◆ STATED EXERCISE: Find "the car windshield" in the records that follow; print that line and each subsequent line through the last one, verbatim and with nothing added.

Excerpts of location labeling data
☆ ☆ ☆ ☆

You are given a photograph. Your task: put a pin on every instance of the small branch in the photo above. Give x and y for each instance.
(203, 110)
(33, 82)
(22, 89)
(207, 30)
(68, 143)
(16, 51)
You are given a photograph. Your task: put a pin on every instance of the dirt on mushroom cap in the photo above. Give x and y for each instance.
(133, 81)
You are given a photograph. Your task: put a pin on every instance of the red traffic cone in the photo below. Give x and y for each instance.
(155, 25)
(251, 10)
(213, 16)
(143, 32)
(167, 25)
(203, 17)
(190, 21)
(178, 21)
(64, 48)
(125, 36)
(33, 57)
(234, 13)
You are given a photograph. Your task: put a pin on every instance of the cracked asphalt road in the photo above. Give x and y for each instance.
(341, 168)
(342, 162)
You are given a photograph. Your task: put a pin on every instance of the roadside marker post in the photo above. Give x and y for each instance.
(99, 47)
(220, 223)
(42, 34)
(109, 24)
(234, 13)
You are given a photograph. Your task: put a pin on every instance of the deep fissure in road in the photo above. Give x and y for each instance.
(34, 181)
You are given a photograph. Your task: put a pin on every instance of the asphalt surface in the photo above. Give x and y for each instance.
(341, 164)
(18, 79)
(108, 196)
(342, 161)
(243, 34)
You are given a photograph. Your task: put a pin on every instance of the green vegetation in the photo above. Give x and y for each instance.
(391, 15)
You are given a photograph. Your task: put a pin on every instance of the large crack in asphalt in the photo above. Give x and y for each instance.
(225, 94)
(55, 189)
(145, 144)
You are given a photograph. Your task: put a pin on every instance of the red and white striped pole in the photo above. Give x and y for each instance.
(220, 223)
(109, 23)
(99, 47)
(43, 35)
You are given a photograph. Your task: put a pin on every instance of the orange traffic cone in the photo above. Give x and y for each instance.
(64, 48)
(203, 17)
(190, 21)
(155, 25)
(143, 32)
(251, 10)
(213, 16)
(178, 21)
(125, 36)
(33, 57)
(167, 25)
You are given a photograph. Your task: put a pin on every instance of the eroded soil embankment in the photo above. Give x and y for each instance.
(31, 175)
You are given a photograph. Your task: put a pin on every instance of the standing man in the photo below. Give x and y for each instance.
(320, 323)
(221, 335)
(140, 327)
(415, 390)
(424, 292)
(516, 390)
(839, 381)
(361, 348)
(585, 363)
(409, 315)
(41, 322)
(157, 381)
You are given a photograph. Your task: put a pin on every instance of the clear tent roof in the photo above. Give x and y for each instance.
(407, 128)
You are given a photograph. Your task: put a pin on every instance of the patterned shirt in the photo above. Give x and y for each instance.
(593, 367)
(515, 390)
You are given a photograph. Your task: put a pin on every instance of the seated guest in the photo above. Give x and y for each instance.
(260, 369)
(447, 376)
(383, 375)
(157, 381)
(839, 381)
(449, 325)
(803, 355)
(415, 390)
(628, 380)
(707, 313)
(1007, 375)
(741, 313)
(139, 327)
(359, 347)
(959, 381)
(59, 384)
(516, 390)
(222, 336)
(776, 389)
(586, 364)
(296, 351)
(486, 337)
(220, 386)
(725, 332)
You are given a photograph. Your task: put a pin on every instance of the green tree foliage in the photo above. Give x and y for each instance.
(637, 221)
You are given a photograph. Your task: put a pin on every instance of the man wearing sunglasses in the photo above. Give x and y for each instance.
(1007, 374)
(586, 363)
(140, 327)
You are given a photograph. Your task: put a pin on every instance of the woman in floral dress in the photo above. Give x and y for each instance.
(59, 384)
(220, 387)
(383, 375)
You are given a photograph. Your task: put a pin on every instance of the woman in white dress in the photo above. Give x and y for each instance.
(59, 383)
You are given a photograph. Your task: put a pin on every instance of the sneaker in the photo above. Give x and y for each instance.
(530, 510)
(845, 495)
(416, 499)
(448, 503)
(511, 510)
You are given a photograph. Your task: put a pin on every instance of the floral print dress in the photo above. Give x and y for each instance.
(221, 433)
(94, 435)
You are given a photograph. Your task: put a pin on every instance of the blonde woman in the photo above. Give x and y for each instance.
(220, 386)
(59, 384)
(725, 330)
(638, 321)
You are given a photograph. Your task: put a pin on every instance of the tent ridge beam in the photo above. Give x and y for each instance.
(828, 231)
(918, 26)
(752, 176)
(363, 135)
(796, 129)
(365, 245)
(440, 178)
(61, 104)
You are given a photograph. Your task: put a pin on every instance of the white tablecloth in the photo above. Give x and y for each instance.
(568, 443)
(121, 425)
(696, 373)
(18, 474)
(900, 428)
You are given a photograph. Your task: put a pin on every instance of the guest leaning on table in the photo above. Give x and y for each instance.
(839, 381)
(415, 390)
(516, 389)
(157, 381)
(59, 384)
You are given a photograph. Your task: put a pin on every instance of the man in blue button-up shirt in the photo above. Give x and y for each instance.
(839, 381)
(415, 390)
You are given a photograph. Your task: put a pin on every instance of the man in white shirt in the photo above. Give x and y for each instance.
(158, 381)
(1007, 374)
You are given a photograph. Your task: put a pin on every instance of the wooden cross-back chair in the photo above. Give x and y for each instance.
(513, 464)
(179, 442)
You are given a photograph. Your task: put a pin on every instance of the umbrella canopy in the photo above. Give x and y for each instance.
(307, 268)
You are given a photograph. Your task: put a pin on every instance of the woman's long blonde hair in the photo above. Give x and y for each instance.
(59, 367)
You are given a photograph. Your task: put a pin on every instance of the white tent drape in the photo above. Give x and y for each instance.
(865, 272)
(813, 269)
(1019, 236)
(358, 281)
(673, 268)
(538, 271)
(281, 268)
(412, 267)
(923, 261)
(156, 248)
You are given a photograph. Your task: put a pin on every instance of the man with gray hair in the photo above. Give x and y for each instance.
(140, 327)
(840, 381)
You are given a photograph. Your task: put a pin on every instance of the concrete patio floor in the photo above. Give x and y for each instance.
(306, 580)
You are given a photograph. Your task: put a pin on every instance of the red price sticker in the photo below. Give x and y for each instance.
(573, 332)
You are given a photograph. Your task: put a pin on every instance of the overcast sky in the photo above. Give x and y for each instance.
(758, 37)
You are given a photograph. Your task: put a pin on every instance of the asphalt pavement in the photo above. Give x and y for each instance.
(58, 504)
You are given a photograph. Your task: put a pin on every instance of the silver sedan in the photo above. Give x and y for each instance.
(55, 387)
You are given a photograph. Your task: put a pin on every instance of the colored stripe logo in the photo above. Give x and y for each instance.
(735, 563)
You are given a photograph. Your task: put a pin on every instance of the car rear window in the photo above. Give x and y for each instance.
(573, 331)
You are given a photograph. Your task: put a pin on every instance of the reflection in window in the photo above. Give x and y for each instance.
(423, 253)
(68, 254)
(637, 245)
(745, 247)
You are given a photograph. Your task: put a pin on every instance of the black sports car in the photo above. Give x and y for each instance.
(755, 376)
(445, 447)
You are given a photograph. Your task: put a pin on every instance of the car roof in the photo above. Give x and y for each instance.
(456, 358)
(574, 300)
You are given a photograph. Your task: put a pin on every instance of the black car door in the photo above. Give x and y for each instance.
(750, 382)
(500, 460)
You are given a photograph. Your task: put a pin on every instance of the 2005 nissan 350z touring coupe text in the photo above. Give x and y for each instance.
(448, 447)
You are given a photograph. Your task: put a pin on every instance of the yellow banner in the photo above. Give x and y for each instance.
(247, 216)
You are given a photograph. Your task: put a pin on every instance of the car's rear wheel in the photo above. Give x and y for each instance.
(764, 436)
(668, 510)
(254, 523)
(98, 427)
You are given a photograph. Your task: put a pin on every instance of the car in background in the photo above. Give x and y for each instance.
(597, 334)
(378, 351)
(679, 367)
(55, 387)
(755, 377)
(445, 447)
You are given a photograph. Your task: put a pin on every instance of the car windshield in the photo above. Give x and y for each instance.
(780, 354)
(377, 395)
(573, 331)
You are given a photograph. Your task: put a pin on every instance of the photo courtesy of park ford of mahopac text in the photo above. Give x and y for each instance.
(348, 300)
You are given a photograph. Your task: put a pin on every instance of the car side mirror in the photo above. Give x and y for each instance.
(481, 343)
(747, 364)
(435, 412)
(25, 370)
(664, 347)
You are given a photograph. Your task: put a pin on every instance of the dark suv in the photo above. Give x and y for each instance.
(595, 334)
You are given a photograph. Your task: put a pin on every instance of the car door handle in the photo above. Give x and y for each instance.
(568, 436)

☆ ☆ ☆ ☆

◆ SOLUTION:
You are given a photograph. Your task: put a pin on every instance of the car windshield in the photo above. Give x and y for each instance.
(780, 354)
(377, 395)
(573, 331)
You are given a photograph. Your task: put a pin on every instance of the photo courtesy of park ford of mahopac text in the photo above. Give x and y for each instance.
(348, 300)
You are given a photograph. Your task: put a pin on every instance of the car side mirror in the photo above. Give x and y for each instance.
(481, 343)
(747, 364)
(435, 412)
(25, 370)
(664, 347)
You are given a photograph. Your task: put a pin on every instance of the dark suv in the photo above. Give x and y for each instance.
(595, 334)
You are given a photograph. Your task: put a pin on every instance of the car door handle in the photo above. Give x and y for each instance.
(568, 436)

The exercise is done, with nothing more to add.